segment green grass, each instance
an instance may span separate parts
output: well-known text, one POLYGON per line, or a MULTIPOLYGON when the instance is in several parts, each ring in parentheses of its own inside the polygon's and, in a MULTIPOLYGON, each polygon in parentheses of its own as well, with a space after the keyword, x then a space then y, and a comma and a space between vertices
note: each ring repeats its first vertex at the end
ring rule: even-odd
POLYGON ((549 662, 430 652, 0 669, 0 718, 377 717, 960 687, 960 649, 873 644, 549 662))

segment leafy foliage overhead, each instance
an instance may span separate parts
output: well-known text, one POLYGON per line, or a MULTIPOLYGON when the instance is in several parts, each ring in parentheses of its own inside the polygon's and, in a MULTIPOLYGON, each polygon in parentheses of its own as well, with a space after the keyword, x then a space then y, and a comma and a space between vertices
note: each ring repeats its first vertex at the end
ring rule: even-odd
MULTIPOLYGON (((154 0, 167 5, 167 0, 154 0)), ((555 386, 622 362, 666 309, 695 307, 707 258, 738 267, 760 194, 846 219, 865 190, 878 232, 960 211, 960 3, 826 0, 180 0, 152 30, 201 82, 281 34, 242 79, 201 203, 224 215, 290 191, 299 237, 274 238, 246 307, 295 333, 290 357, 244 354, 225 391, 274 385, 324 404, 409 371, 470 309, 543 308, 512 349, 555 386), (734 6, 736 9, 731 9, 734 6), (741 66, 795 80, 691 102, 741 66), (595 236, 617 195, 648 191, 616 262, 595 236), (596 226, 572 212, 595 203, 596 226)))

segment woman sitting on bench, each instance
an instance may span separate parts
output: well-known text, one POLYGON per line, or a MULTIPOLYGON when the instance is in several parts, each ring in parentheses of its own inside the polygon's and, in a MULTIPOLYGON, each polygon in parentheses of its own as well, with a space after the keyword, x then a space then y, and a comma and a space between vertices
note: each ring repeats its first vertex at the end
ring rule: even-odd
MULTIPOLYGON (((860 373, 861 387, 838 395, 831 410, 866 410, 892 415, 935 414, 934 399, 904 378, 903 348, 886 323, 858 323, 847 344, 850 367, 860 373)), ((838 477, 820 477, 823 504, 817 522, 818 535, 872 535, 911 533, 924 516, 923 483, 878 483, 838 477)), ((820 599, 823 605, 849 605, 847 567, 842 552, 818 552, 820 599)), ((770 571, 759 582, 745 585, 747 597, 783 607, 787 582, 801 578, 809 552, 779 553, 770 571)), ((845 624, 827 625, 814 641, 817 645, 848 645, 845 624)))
* * *
What is expected:
Every line with the word "segment" in it should be copied from the listing above.

Exercise output:
segment green grass, each instance
segment leafy foliage overhead, each instance
segment woman sitting on bench, each instance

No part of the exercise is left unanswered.